=== Section Start ===

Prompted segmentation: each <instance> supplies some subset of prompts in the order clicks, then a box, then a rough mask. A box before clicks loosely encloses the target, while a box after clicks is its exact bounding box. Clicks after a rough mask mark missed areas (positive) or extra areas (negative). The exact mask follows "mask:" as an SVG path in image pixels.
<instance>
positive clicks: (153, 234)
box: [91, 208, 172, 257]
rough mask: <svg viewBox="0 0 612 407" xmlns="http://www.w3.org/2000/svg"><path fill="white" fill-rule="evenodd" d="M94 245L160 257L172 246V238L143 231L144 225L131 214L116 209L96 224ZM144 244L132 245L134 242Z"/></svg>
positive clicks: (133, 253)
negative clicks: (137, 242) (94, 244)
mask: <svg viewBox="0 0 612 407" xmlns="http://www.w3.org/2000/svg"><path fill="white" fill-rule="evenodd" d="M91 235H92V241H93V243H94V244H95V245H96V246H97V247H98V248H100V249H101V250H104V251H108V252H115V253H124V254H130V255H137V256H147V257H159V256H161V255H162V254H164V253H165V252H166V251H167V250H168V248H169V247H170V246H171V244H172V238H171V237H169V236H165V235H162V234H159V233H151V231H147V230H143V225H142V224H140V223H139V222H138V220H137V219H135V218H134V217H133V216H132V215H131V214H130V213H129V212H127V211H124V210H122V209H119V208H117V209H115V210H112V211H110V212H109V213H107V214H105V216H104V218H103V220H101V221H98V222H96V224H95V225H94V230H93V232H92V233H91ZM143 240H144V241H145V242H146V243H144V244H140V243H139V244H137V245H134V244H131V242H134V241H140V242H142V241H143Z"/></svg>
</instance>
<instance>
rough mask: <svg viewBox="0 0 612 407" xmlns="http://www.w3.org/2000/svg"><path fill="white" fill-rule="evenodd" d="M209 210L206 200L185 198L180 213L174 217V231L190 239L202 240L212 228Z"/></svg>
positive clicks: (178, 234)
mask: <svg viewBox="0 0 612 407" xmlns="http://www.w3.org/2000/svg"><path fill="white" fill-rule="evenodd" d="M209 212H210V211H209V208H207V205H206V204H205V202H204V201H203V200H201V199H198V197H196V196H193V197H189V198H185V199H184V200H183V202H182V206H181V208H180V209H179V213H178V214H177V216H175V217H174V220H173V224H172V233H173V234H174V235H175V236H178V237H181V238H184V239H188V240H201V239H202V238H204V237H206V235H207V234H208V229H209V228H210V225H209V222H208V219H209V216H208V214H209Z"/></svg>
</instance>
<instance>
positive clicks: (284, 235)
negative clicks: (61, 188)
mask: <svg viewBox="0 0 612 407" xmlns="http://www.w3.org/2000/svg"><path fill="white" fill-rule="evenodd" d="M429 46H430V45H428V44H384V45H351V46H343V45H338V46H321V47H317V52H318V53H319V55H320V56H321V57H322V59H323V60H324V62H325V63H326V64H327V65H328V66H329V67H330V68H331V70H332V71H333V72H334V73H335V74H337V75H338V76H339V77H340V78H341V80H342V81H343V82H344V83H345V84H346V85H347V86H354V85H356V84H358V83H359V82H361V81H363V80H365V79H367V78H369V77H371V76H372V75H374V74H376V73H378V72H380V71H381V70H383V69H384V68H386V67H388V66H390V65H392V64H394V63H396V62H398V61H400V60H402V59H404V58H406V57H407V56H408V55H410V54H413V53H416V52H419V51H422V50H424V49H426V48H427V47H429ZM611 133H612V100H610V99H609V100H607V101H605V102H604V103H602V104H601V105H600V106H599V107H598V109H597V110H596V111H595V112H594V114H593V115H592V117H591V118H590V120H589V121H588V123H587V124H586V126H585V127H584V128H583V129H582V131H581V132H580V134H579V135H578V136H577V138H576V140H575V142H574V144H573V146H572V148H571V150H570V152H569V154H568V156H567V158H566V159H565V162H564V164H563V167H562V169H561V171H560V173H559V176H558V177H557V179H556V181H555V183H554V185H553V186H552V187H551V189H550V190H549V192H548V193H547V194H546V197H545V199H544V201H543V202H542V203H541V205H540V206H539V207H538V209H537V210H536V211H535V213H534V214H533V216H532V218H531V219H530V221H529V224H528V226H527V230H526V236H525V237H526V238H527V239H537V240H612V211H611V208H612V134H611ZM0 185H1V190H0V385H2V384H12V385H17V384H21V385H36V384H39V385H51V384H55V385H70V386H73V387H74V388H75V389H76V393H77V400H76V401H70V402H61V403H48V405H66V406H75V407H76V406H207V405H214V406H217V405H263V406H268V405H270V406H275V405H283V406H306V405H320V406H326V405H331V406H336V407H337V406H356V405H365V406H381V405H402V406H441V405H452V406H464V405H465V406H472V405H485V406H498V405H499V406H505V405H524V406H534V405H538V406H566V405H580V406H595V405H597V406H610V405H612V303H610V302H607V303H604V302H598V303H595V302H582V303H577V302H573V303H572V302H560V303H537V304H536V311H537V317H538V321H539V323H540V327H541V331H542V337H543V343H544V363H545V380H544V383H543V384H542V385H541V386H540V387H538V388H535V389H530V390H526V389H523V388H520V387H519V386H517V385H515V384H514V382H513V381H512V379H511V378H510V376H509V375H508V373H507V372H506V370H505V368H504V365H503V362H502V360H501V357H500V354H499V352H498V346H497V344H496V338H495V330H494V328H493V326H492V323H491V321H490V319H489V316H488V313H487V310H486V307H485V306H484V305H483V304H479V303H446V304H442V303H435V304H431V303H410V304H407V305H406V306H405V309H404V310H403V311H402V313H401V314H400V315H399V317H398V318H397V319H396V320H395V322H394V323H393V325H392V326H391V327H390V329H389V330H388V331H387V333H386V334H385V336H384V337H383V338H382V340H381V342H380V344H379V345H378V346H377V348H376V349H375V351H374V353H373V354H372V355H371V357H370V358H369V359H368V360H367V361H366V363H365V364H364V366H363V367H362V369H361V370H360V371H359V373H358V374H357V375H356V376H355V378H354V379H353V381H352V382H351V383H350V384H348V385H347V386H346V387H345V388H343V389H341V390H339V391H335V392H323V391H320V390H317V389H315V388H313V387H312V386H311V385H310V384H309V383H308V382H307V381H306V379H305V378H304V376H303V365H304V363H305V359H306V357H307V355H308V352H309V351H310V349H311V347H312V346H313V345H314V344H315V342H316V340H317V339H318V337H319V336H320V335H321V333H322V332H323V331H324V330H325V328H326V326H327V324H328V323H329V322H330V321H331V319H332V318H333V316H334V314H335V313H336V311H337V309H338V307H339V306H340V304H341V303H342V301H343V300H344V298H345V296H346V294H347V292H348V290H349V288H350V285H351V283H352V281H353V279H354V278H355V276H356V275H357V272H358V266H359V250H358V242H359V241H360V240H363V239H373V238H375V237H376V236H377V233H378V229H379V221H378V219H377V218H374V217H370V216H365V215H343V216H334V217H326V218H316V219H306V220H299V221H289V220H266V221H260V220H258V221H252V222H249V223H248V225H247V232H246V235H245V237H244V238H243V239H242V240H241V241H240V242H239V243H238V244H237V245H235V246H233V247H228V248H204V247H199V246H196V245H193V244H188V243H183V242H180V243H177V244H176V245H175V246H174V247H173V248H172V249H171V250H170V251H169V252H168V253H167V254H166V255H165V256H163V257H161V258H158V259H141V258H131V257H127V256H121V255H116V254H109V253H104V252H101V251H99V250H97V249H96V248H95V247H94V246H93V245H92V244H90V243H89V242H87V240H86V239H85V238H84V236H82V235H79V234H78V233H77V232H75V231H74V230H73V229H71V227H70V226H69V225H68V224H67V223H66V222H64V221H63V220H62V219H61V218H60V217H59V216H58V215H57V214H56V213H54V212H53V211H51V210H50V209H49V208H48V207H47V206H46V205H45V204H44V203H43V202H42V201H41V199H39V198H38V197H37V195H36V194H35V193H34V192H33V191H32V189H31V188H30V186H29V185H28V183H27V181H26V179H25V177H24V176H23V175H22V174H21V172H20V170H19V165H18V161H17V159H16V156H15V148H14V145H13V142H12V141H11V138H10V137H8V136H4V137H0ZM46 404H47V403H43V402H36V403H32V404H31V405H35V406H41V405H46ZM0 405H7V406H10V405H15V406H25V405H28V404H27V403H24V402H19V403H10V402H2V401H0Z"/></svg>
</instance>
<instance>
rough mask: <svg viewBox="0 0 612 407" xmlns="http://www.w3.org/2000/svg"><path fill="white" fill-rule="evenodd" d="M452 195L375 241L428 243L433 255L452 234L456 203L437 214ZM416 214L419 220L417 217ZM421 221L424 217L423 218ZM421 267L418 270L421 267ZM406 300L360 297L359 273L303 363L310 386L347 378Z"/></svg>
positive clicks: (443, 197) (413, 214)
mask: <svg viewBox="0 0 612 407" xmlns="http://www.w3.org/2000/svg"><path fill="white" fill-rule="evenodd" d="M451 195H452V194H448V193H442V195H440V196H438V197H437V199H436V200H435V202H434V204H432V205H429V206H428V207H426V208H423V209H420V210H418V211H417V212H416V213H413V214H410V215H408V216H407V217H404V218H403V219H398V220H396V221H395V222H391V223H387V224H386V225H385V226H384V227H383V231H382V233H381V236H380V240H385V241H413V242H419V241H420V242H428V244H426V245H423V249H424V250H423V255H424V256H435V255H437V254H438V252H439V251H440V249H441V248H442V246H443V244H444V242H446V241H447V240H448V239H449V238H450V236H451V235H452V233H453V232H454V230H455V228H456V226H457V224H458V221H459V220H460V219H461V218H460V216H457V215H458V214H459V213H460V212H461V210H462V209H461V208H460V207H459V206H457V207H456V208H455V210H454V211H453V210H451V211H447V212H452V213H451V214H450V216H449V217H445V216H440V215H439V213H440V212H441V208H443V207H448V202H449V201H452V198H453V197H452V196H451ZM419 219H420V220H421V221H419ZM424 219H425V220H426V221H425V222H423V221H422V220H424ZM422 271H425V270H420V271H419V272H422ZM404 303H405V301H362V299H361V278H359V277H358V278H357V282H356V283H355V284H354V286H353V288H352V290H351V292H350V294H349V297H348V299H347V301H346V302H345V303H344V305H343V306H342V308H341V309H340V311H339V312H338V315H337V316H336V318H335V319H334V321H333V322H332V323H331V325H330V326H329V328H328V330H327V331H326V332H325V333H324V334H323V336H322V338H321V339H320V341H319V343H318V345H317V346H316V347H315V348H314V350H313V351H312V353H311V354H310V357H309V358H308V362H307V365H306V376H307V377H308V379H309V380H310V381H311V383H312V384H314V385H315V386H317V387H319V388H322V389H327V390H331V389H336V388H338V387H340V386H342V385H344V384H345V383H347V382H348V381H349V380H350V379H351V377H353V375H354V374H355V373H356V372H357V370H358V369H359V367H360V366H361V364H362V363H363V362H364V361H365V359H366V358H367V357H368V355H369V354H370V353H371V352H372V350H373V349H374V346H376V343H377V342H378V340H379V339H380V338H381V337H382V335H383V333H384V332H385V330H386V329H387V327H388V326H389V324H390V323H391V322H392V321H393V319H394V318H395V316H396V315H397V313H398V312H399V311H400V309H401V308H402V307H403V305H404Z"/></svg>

=== Section End ===

## EXERCISE OBJECTIVE:
The lines running from the start of the data through the one that contains "positive clicks: (133, 253)" should be reproduced exactly, and only those.

## TASK OUTPUT:
Prompted segmentation: each <instance> supplies some subset of prompts in the order clicks, then a box, then a rough mask. A box before clicks loosely encloses the target, while a box after clicks is its exact bounding box. Clicks after a rough mask mark missed areas (positive) or extra areas (negative). The exact mask follows "mask:" as an SVG path in image pixels.
<instance>
positive clicks: (153, 234)
box: [91, 208, 172, 257]
rough mask: <svg viewBox="0 0 612 407" xmlns="http://www.w3.org/2000/svg"><path fill="white" fill-rule="evenodd" d="M94 245L160 257L172 246V238L143 231L144 225L131 214L116 209L96 224ZM144 244L132 245L134 242Z"/></svg>
positive clicks: (133, 253)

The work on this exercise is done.